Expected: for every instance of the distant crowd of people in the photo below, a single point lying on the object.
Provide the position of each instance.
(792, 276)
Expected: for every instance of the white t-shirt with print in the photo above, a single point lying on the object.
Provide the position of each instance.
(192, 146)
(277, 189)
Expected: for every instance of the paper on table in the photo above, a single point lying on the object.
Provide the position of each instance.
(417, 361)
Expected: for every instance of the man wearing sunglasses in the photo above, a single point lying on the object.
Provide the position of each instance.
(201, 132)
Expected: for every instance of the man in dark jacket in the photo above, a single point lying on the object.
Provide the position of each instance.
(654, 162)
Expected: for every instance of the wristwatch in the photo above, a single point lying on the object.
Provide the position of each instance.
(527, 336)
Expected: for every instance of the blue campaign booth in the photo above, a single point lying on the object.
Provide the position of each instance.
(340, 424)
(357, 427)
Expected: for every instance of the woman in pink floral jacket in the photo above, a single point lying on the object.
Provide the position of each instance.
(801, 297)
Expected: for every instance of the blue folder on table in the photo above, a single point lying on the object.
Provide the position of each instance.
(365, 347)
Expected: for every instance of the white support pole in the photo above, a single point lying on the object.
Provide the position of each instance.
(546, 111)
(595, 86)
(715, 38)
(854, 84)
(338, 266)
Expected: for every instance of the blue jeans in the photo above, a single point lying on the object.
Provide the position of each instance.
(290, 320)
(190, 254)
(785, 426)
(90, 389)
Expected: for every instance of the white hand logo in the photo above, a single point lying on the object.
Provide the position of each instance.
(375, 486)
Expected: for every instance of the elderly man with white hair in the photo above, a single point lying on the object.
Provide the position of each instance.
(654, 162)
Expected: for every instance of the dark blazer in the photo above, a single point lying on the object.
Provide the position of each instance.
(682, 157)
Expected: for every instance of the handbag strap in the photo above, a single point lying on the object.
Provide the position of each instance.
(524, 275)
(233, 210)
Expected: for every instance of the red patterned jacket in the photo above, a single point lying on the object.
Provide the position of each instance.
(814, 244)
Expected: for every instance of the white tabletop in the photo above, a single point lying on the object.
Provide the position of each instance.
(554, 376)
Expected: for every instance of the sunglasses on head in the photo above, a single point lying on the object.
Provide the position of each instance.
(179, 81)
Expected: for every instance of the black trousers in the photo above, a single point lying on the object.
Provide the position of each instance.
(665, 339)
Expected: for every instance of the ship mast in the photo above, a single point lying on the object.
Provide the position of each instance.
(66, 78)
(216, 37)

___

Copy out every record exactly.

Exercise output -
Expected: for every instance of the distant crowd of people in the photo below, a single point lying on the object.
Provide the position of each instance.
(792, 276)
Expected: for every instance of the white t-shirt with print in the photo above, a single point lying on the object.
Provide the position of each instance.
(192, 146)
(277, 189)
Expected: for every instance of the paper on table in the photo above, a single point lying on the object.
Provide the position of each instance.
(417, 361)
Expected: for every instance of the man wearing sunglasses in the photo above, a single point lying on the object.
Provide the position of each instance.
(201, 132)
Expected: for every instance of the man in dark jacket in the photo above, a single point lying on the object.
Provide the position of each instance.
(654, 162)
Expected: for every instance of the wristwatch in the photo above, a single point lying on the object.
Provide the position of each instance.
(527, 336)
Expected: for every instance of the blue campaign booth in the photo above, a single point lying on the object.
Provide the position of each instance.
(340, 424)
(357, 427)
Expected: for every instance of the woman in pink floral jacket in the photo above, a single point lying on the object.
Provide the position of each instance.
(801, 297)
Expected: for every instance of the blue folder on table in the photo above, a single point lying on the object.
Provide the position of each instance.
(365, 347)
Expected: for every instance of the white support pole in the photo above, a single point lying on the object.
Provide the position of each instance.
(546, 111)
(595, 86)
(715, 38)
(854, 84)
(338, 266)
Expected: for every instance of the blue jeans in the photo above, a single point lying on the object.
Provide the position of each instance.
(290, 320)
(190, 254)
(785, 426)
(90, 389)
Expected: for every instance of the white hand logo in the photo above, a single point lying on the object.
Provide the position of each instance.
(375, 486)
Expected: for every instance of the elderly man with white hair in the photo above, a single point lying on the object.
Provide the position of each instance.
(654, 162)
Expected: for every instance of the dark blazer in the photo above, a single point lying on the object.
Provide the position of each instance.
(682, 157)
Expected: for every instance of the handbag strap in the photo above, a single point lying on the object.
Provide the position of each instance.
(524, 275)
(233, 210)
Expected: for every instance of the red patterned jacket in the photo above, a single point lying on the object.
Provide the position of each instance.
(814, 244)
Expected: for every instance of the white tabletop in the photo above, a single point lying on the object.
Provide the position of each instance.
(554, 376)
Expected: for every instance of the sunglasses on head in the photo above, a single point lying on the object.
Provide the position of each instance.
(179, 81)
Expected: for every instance of the black trousers in the photo above, a single point lying on the object.
Provide the position of each instance.
(665, 339)
Expected: for every instance of the ship mast in the photo above, a single point lying on the object.
Provide the position of each instance.
(66, 78)
(216, 37)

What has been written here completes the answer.